The annual Harbin International Ice and Snow Sculpture Festival opened on January 5th. This winter wonderland of snow sculptures has been held in China since 1963.
For the past 2 weeks sculptors have been carving away with ice picks, chisels and even lasers. It took 7,000 artists and workers to complete the snow city. To combat Harbin’s freezing temperatures, the organizers have set up many hot beverage stations around the park and even offer complementary ginger tea at its concierge hall.
Nowadays, ice lantern in the broadest sense refers to a series of sculptures using ice and snow as the raw materials. These ice artworks are combined with coloured lights, fireworks, smoke and music. Ice sculpture decoration technology ranges from the modern (using lasers) to traditional (with ice lanterns). As China’s most famous and popular winter attraction, the festival has drawn in millions of visitors over the years.
The Ice Festival features illuminated full size buildings made from blocks of 2–3 feet thick crystal clear ice taken directly from the Songhua River. There are ice lantern park touring activities held in many parks in the city. The Festival is an impressive display of sculpted snow animals, people and mythical creatures. There is even a 240 meter (800 feet) long ice slide along with skating rinks and mazes.
Winter activities in the festival include alpine skiing, winter-swimming in the Songhua River, and the ice-lantern exhibition in Zhaolin Garden.
What’s the story of ice lanterns?

Parts of the exercise:
A: Extract the passage of the festival article between "For the past" and "its concierge hall.", inclusive, word for word.
B: Convert the entries below, from the line holding "Tag the wooden handrail" through the end of the entries, into a JSON list of strings with one string per line, leaving out blank lines.
The entries that come next have no connection to the festival article.

(Pointing data excerpts)

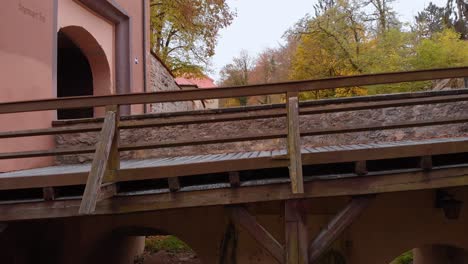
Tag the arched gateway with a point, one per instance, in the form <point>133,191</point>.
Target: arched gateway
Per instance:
<point>82,69</point>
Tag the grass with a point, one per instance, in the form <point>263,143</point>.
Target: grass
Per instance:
<point>170,244</point>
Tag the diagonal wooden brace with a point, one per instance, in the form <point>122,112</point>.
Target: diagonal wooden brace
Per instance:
<point>100,165</point>
<point>294,145</point>
<point>240,216</point>
<point>337,225</point>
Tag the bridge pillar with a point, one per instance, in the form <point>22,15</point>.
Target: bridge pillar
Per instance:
<point>440,254</point>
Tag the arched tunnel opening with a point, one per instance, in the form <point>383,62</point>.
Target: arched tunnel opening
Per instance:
<point>74,76</point>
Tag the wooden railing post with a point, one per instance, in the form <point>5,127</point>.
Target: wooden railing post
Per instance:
<point>114,156</point>
<point>294,144</point>
<point>296,237</point>
<point>105,162</point>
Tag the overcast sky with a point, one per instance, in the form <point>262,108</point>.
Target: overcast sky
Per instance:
<point>260,24</point>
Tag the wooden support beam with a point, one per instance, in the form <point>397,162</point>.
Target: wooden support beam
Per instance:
<point>296,234</point>
<point>101,163</point>
<point>294,145</point>
<point>108,190</point>
<point>48,193</point>
<point>241,217</point>
<point>360,168</point>
<point>174,184</point>
<point>234,178</point>
<point>426,163</point>
<point>337,225</point>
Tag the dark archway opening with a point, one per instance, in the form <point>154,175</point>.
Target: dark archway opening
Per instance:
<point>74,76</point>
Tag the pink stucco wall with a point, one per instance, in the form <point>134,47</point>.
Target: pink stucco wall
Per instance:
<point>26,72</point>
<point>134,9</point>
<point>27,59</point>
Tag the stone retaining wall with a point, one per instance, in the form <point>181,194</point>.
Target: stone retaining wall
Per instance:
<point>161,79</point>
<point>333,120</point>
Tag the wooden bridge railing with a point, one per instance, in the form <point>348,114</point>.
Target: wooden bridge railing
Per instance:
<point>106,161</point>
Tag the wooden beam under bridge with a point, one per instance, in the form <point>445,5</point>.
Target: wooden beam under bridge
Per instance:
<point>337,225</point>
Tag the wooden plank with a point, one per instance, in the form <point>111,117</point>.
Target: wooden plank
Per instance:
<point>66,178</point>
<point>99,166</point>
<point>244,219</point>
<point>296,248</point>
<point>337,225</point>
<point>393,182</point>
<point>174,184</point>
<point>51,131</point>
<point>365,128</point>
<point>272,111</point>
<point>426,162</point>
<point>219,140</point>
<point>294,146</point>
<point>113,162</point>
<point>234,178</point>
<point>47,153</point>
<point>390,152</point>
<point>107,191</point>
<point>48,193</point>
<point>360,167</point>
<point>229,92</point>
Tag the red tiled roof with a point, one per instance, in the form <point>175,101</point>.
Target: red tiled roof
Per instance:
<point>202,83</point>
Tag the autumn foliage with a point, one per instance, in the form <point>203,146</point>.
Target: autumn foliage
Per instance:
<point>354,37</point>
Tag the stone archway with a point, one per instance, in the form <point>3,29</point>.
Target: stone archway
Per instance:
<point>100,72</point>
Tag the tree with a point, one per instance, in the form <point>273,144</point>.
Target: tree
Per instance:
<point>237,73</point>
<point>431,20</point>
<point>330,44</point>
<point>383,14</point>
<point>185,32</point>
<point>458,9</point>
<point>444,49</point>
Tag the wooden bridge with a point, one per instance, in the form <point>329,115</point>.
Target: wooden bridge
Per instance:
<point>110,186</point>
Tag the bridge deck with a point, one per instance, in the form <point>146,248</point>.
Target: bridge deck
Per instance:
<point>161,168</point>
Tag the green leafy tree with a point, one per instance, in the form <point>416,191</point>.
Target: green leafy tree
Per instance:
<point>458,11</point>
<point>431,20</point>
<point>444,49</point>
<point>185,32</point>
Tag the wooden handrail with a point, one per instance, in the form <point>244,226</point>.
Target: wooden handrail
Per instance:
<point>230,92</point>
<point>308,108</point>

Results in order:
A:
For the past 2 weeks sculptors have been carving away with ice picks, chisels and even lasers. It took 7,000 artists and workers to complete the snow city. To combat Harbin’s freezing temperatures, the organizers have set up many hot beverage stations around the park and even offer complementary ginger tea at its concierge hall.

B:
[
  "Tag the wooden handrail with a point, one per instance, in the form <point>244,226</point>.",
  "Target: wooden handrail",
  "Per instance:",
  "<point>230,92</point>",
  "<point>308,108</point>"
]